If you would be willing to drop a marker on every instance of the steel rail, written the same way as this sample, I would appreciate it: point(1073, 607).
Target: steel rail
* * * *
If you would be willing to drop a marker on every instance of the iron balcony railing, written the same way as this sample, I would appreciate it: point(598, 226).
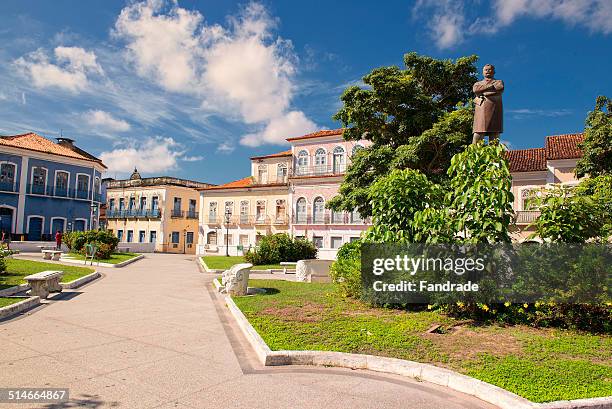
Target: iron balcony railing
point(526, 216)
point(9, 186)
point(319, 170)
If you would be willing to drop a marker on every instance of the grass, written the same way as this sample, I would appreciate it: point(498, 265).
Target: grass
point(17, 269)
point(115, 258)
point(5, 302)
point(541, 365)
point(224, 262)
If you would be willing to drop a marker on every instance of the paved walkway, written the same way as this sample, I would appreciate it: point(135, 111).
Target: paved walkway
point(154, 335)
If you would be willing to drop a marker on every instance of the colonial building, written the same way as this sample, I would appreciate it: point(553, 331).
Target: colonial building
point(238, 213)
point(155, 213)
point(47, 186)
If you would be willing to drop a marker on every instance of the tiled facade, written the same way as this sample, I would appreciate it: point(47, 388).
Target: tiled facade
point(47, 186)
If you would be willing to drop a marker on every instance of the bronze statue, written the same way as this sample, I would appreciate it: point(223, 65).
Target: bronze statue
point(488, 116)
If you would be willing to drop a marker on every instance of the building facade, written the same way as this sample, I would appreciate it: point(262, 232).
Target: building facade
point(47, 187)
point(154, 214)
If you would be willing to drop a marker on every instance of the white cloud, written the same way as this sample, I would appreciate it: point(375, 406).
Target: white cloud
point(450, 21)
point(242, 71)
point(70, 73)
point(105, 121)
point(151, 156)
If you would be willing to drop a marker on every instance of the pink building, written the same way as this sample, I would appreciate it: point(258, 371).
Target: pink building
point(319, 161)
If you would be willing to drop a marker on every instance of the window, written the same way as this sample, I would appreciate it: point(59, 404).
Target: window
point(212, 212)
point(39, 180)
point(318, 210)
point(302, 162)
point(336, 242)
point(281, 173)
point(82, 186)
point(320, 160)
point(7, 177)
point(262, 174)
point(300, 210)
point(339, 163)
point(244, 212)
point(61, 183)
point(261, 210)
* * * *
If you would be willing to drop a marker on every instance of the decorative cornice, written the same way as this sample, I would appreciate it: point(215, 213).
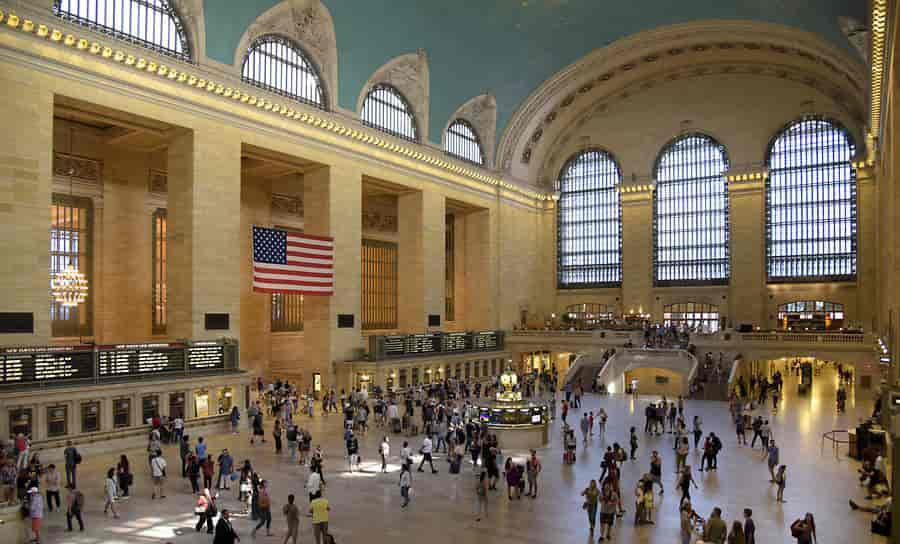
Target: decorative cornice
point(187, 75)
* * * *
Exercise instructions:
Search the entries for the word "steel". Copy each line where it appears.

Solved exercise:
If you would be willing to drop a marker on every instance of the steel rail, written the same way as this sample, I would appreciate it: point(1073, 607).
Target: steel rail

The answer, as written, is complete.